**Work task 1:**
Answer the following from the passage on nutritional liquids, one line each:
(a) Besides vitamins and minerals, what three components do the oil-in-water emulsions comprise?
(b) Exposure to what two things causes the unsaturated structure of polyunsaturated fatty acids to react and form free radicals?
(c) What words are often used to describe the objectionable flavor and aroma that result from oxidation?
**Work task 2:**
Carry the passage on nutritional liquids forward from the point where it stops.

Nutritional liquids are well known and commercially available for a variety of nutritional or disease specific applications in infants, children and adults. These liquids are often formulated as oil-in-water emulsions comprising proteins, carbohydrates, and fats, and typically also vitamins and minerals.
These nutritional liquids have also been used to deliver variety of nutritional actives such as polyunsaturated fatty acids or fish oils. A growing body of evidence suggests that certain long chain polyunsaturated fatty acids may be beneficial for maintaining overall health, and may be useful in treating a variety of human afflictions, including cardiovascular disease, rheumatoid arthritis, depression, Alzheimer's, ulcers, cancer, hyperactivity, asthma, and similar other diseases or conditions.
Polyunsaturated fatty acids, however, often have or develop over time objectionable flavors, odors, or both, especially when formulated within a nutritional liquid. When exposed to heat and atmospheric levels of oxygen, the unsaturated structure of these polyunsaturated fatty acids reacts to form free radicals. These free radicals can continue to break down the polyunsaturated fatty acids in an auto-oxidative process, which results in the development of fishy or other undesirable flavors and odors and the eventual degradation of the beneficial polyunsaturated fatty acids.
Oxidative stability has become especially challenging when formulating a nutritional liquid containing the relatively high concentrations of polyunsaturated fatty acids often needed to obtain a therapeutic response. Allowing even some oxidation in these products often results in a highly objectionable flavor and aroma, the characteristics of which are often described as fishy, eggy, or otherwise having a rancid flavor or smell, depending upon the particular polyunsaturated fatty acid used in the formulation.

**Data:**
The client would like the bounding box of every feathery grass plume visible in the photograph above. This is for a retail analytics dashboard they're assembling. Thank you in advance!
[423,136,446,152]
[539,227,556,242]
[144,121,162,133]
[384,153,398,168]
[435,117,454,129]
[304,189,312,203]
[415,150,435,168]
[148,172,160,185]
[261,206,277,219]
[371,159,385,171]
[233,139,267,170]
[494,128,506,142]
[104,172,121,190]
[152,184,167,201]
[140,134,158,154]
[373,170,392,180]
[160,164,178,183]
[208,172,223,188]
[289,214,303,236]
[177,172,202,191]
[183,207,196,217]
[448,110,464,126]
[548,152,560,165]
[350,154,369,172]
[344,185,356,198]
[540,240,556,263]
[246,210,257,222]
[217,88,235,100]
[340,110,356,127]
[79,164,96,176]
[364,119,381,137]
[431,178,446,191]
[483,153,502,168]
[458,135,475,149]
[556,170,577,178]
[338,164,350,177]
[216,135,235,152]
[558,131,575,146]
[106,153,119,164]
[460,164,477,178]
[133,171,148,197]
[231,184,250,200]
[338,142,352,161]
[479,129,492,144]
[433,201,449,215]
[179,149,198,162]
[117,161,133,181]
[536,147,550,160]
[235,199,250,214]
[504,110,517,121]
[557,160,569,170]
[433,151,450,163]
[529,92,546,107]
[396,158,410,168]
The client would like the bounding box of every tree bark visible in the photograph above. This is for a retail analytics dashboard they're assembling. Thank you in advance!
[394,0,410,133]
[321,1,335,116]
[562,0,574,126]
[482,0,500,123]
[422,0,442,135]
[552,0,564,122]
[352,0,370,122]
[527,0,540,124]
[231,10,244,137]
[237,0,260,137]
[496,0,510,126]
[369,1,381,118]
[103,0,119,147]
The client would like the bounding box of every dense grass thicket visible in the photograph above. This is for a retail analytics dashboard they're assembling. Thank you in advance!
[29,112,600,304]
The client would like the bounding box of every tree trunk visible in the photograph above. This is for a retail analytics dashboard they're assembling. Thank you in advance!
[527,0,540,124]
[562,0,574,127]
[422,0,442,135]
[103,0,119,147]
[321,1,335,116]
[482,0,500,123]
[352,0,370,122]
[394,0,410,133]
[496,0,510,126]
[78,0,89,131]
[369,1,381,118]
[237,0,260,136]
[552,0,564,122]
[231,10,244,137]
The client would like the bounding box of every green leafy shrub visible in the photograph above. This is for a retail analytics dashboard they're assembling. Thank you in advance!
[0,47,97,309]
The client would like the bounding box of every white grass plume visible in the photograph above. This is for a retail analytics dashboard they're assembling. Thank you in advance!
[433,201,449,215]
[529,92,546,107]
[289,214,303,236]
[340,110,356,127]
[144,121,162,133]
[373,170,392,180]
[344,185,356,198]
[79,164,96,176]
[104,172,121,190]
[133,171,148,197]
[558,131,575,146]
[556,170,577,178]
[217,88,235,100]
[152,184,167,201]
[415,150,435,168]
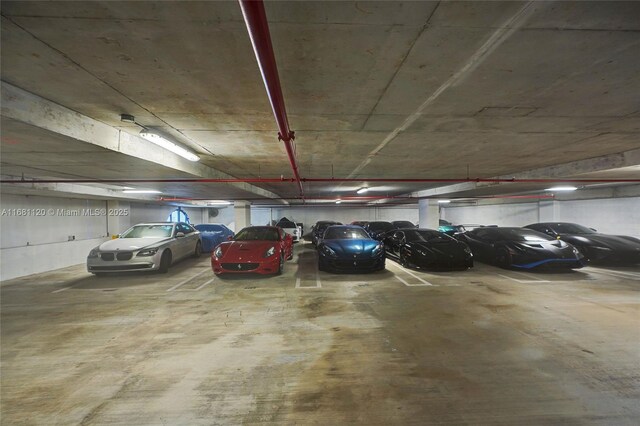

**Exercise response 1:**
(a) Proteins, carbohydrates, and fats.
(b) Heat and atmospheric levels of oxygen.
(c) Fishy, eggy, or otherwise rancid.

**Exercise response 2:**
Methods of controlling the undesirable oxidation of polyunsaturated fatty acids in a nutritional product include processing or manufacturing controls to limit conditions such as elevated temperatures, exposure to ultraviolet light, exposure to oxygen and other factors that can promote oxidation. All such methods almost always include the concurrent formulation with one or more anti-oxidant additives such as ascorbic acid or ascorbyl palmitate, tocopherols, beta-carotene, or others. Although these methods are often highly effective in reducing much of the undesirable oxidation that would otherwise occur, they are often not as effective when applied to liquid nutritional compositions that contain the relatively high polyunsaturated fatty acid concentrations often needed to achieve a desired therapeutic effect.
It has now been discovered herein that certain nutritional emulsions can be formulated with little or no detectable off-flavors from high concentrations of polyunsaturated fatty acids. These emulsions are prepared by (A) heating and blending together an emulsifying agent having a melt point above about 25° C. and a non-encapsulated polyunsaturated fatty acid in a weight ratio of at least about 1:15; (B) adding the heated blend to a fat, protein, and carbohydrate mixture comprising a maltodextrin having a Dextrose Equivalent of about 10 or less, in a weight ratio of the maltodextrin to the polyunsaturated fatty acid of at least about 1:2; and (D) homogenizing, and then cooling the combination below the melt point of the emulsifying agent to form a nutritional emulsion comprising from about 0.01% to about 5% by weight of process-encapsulated polyunsaturated fatty acid.
It has also been discovered herein that these methods can be used with most any oil having hydrophobic off-notes, not just polyunsaturated fatty acids, to effectively minimize or eliminate off-notes in the final nutritional product.